Dr Caroline Pule is a biomedical scientist who is passionate about global health, medical research, and wants to ensure we have a disease-free nation. She completed her doctoral degree last year in Medical Sciences (Molecular Biology), Tuberculosis (TB) research field in the department of Molecular Biology and Human Genetics at the University of Stellenbosch (SU).
Pule is also a final year Doctoral student at the same institution. She says her PhD project research focused on “deciphering the physiology of drug-resistant and tolerant Mycobacterium tuberculosis, and how these bacteria modulate the host response in the context of the macrophage infection model”. Her research findings may lead to the identification of novel biological pathways and the development of novel drug targets to combat the spread of drug-resistant TB.
Pule also attained her MMedSc degree in Medical Sciences (molecular biology) from SU 2015 with upper class pass. Before this she attained her BTech (Hons degree) in Medical Biotechnology from Faculty of Biomedical Sciences, at Cape Peninsula University of Technology (CPUT) with an overall achievement of 14 distinctions in 2012. It is also from here that she completed her undergraduate degree in Biotechnology.
Pule says she knew when she was in high school that her dream was to become medical scientist. She says she wanted to find cures for incurable diseases and help save lives. “But I wasn’t sure exactly what I wanted to do within that field, I was mostly interested in HIV and TB,” says Pule.
But when she was doing her undergraduate degree she noticed that many lives were lost because of TB and “I thought that maybe I could contribute to global health by understanding what causes drug-resistant TB and figuring out how to cure it,” explains Pule. She was also motivated by her “desire to travel the world and to share my TB research work and learn more about the groundbreaking research work being done by other scientists across the globe”.
The value of science
Pule believes science is important to humanity in many ways in terms of creation, understanding of the circle of life, the connection between human beings and the ecosystem, also new inventions in terms of technology, which has allowed for many important discoveries for decades. She says it was through science, that the structure of DNA was discovered leading to the understanding of human anatomy and physiology from genetic code, DNA replication- RNA translation-protein synthesis and to cell function. In addition, science has also led to the discovery of the bacteria that cause Tuberculosis (TB).

Records from a dataset

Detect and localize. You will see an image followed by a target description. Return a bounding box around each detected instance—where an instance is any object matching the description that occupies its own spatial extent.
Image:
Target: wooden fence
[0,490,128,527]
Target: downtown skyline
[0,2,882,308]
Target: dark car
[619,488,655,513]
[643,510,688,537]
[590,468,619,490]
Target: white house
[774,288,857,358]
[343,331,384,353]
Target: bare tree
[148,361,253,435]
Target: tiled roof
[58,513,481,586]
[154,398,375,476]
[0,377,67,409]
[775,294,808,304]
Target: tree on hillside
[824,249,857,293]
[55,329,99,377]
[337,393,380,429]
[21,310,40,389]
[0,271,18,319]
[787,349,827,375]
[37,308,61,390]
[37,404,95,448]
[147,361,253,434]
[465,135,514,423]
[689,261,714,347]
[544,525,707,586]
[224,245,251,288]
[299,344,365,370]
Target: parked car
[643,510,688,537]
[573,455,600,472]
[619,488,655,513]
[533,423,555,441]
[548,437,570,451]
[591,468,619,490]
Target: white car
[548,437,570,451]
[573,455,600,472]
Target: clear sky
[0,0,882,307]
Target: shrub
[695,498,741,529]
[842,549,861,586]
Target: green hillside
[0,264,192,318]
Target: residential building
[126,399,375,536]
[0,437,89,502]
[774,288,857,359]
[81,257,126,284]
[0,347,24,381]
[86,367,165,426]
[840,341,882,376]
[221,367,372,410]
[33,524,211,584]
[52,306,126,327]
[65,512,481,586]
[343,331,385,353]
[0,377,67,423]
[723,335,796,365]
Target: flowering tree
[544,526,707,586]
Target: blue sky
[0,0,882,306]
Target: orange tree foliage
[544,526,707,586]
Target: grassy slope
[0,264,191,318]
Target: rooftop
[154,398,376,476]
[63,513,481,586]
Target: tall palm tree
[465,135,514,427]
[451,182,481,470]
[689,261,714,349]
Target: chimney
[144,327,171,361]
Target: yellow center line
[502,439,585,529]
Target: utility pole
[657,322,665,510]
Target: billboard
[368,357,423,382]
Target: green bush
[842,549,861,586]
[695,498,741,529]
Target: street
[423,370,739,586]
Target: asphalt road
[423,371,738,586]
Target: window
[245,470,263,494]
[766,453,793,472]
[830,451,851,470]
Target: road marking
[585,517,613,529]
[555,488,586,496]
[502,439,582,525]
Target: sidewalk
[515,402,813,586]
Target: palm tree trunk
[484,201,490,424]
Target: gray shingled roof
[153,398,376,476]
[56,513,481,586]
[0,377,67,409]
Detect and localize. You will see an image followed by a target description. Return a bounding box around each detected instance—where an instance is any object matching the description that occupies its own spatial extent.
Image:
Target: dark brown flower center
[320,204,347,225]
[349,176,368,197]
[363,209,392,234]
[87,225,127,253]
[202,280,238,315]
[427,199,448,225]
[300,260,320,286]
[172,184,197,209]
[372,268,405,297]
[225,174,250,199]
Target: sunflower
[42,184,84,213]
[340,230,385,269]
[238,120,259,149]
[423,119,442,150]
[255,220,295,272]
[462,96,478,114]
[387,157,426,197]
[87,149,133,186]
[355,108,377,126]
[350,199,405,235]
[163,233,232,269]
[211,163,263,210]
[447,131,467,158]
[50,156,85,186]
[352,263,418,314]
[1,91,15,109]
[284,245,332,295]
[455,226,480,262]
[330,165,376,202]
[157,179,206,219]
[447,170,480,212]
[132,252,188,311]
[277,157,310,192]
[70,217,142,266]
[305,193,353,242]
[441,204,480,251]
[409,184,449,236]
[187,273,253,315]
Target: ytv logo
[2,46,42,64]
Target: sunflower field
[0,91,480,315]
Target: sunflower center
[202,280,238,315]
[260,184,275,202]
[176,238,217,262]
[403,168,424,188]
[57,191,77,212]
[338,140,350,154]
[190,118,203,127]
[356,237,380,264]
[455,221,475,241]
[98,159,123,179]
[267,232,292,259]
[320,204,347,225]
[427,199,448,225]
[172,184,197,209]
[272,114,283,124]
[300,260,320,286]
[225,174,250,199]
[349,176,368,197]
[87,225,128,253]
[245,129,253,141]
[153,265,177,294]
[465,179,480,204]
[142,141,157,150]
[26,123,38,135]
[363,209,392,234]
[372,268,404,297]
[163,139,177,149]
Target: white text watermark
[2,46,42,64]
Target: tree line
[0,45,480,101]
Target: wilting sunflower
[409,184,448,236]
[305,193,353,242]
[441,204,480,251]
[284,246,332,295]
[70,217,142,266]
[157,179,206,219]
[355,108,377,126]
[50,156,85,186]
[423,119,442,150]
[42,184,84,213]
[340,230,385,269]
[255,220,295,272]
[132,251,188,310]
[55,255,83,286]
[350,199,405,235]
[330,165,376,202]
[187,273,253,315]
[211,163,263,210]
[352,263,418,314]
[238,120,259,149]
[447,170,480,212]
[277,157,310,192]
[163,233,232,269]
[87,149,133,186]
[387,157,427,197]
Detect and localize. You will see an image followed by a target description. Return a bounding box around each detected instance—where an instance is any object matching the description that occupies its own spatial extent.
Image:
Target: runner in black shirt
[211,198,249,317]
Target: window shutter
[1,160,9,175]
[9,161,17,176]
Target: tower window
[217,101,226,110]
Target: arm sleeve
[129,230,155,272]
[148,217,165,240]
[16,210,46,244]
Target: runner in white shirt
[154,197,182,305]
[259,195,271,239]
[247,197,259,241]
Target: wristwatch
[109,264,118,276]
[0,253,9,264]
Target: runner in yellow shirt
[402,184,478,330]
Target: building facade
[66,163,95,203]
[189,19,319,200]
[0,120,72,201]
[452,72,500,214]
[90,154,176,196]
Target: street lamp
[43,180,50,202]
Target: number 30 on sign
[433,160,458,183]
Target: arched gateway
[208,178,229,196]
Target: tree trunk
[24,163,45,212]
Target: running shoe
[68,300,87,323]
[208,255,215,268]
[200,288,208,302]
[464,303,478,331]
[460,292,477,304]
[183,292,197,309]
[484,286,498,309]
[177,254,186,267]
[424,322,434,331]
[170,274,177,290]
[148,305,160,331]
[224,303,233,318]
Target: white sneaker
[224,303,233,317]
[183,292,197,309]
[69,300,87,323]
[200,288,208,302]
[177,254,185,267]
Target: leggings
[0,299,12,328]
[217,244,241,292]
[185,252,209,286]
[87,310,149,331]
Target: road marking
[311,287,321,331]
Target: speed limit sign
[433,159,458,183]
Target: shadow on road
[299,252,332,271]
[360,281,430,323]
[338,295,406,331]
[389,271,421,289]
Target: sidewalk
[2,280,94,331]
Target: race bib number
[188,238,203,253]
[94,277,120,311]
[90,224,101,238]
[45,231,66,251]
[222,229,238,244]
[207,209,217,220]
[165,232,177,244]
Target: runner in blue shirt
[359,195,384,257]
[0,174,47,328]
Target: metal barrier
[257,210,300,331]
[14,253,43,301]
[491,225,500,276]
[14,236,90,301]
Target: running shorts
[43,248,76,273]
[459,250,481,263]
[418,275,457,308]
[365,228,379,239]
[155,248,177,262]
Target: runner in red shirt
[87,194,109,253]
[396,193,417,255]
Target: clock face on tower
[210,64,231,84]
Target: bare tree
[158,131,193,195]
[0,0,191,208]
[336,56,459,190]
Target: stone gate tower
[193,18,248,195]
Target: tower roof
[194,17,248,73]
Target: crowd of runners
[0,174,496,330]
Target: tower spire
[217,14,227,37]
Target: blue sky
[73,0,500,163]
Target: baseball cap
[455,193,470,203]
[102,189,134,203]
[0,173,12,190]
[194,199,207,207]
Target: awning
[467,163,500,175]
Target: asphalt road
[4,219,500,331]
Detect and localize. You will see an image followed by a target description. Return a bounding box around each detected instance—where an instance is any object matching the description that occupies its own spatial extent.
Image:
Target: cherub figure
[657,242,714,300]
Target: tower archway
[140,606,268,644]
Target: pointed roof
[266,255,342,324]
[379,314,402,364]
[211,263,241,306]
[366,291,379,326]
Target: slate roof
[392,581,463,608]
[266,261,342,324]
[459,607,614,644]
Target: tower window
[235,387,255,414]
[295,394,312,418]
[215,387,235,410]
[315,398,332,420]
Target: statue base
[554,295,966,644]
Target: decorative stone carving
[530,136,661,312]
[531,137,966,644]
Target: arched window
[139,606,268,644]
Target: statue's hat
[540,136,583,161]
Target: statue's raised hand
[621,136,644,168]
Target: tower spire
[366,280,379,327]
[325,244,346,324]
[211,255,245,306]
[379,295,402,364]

**ACTIVITY 1:**
According to the profile of Caroline Pule, how many distinctions did she earn for her BTech (Hons) degree at CPUT?
**ACTIVITY 2:**
Translate this sentence from the profile of Caroline Pule into Spanish: "In addition, science has also led to the discovery of the bacteria that cause Tuberculosis (TB)."
**ACTIVITY 3:**
Write the next part of the profile of Caroline Pule, picking up right after its last sentence.

**REPLY 1:**
14 distinctions.

**REPLY 2:**
Además, la ciencia también ha llevado al descubrimiento de las bacterias que causan la tuberculosis (TB).

**REPLY 3:**
Pule says women face challenges in the science environment. She says she has to prove that “as a young black woman I have what it takes to become a renowned independent scientist and a leader in my chosen career field”. But she says she uses such challenges as a motivation to work harder and excel in a field still highly male dominated.
She says there is still a huge gap in terms of women in STEM representation and recognition particularly in areas such as women doctors, scientists, engineers, technologists and mathematicians in leadership positions, in grants accessibility, in research publications etc.
Pule has won several prestigious awards including, to a mention a few:
- Winner of Inspiring Fifty 2020 Award presented by CocreateSANL organization
- Mail & Guardian 200 Young South Africans, Health Category
- Semi-finalist in 2019 Harvard South Africa Fellowship Program (HSAFP) award to go and study MPH degree at Harvard University School of Public Health.
- Awarded the prestigious Bill and Melinda Gates Foundation Global Health Travel Award in 2018 to attend the Keystone conference “Tuberculosis: Translating Scientific Findings for Clinical and Public Health Impact” in Canada.
- She was a recipient of Women in Science Award 2016 TATA scholarships category, which she also won in 2014
Pule has advice for both girls who are considering a career in STEM and women who are already in STEM careers.
Firstly to the girls considering career in STEM, Pule says self-esteem and believing you’ve got what it takes to reach your goals, that everything is possible through hard work.
Secondly, when considering a career in STEM, it all starts in high school; you need to have science subjects as majors and to volunteer in science and technology clubs etc.
Thirdly, you need to work consistently, be smart and run-the-extra mile to get good marks, especially grade 12 results.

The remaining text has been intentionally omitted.